** Short problem **
Transfer the stretch of material from its start through the line containing "[(346, 13), (606, 285)]", both ends included, reproducing every line. Add 145 to each coordinate given as an answer, leave all other numbers unchanged, and omit the pictures.

------ Data lines ------

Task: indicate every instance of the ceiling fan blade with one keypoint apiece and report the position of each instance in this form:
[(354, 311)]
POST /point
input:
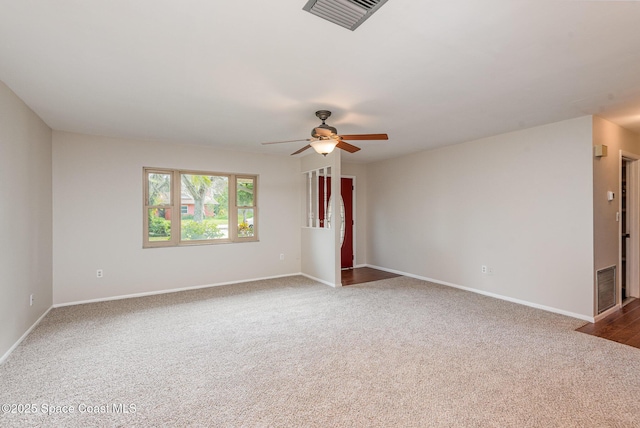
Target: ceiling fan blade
[(347, 147), (288, 141), (308, 146), (365, 137)]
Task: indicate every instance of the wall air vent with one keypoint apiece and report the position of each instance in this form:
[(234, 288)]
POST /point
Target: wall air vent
[(346, 13), (606, 285)]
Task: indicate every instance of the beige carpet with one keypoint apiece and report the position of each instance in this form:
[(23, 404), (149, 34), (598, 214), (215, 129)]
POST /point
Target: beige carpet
[(294, 353)]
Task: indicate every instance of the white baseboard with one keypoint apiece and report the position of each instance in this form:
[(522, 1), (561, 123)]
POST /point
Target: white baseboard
[(488, 294), (24, 336), (173, 290), (322, 281)]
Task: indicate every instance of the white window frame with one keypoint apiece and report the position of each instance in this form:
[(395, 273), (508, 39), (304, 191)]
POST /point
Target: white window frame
[(175, 205)]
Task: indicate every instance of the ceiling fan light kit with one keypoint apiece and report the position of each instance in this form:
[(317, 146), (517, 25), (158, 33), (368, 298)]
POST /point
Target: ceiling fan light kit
[(325, 138), (324, 147)]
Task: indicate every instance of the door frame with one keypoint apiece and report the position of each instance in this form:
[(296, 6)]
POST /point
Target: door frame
[(633, 221), (353, 214)]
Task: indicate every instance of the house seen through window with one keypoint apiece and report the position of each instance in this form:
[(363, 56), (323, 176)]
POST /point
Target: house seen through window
[(187, 208)]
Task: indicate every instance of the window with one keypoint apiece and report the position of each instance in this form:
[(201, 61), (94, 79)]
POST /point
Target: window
[(190, 208)]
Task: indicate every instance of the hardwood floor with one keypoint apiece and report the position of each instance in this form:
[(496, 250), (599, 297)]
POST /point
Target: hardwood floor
[(622, 326), (366, 274)]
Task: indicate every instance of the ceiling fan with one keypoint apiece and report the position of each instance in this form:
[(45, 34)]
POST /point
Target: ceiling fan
[(325, 138)]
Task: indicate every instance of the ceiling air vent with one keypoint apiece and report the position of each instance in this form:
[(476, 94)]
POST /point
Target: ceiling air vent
[(346, 13)]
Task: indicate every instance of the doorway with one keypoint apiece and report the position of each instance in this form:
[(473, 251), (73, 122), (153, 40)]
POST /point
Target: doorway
[(629, 251), (345, 209)]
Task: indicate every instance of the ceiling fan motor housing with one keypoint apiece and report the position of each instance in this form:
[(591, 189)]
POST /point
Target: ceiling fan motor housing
[(323, 115)]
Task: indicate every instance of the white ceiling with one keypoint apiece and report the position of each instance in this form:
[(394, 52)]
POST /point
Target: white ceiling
[(233, 74)]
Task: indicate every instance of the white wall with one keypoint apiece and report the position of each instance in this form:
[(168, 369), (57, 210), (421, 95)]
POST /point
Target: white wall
[(320, 247), (97, 200), (520, 203), (25, 218), (606, 177)]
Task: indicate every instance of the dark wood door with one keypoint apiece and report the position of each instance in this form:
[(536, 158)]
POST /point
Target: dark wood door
[(346, 190)]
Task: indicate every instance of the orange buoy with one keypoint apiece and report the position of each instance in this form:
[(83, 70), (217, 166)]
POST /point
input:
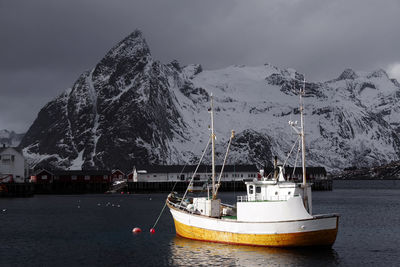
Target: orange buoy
[(136, 230)]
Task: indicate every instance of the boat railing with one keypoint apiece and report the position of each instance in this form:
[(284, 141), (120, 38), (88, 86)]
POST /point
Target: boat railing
[(262, 198)]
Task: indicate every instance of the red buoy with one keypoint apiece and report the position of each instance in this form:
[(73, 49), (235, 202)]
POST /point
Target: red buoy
[(136, 230)]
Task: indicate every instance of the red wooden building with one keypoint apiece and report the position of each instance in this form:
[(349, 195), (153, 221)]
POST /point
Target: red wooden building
[(82, 176)]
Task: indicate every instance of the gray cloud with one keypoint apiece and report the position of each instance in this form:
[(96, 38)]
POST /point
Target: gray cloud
[(46, 44)]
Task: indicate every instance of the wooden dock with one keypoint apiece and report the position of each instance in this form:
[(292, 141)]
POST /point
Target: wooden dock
[(226, 186)]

------

** Expected answer **
Task: indicate every instance of the ceiling fan blade with one keypoint apiece and report the position of each instance in this form:
[(354, 311)]
POST /point
input:
Target: ceiling fan blade
[(492, 292), (433, 286), (453, 291), (510, 282)]
Task: indicate every instance of the wall air vent with one keypoint apiece and report the position of each instance in this form:
[(234, 288)]
POST /point
Target: wall air vent
[(491, 158), (751, 430)]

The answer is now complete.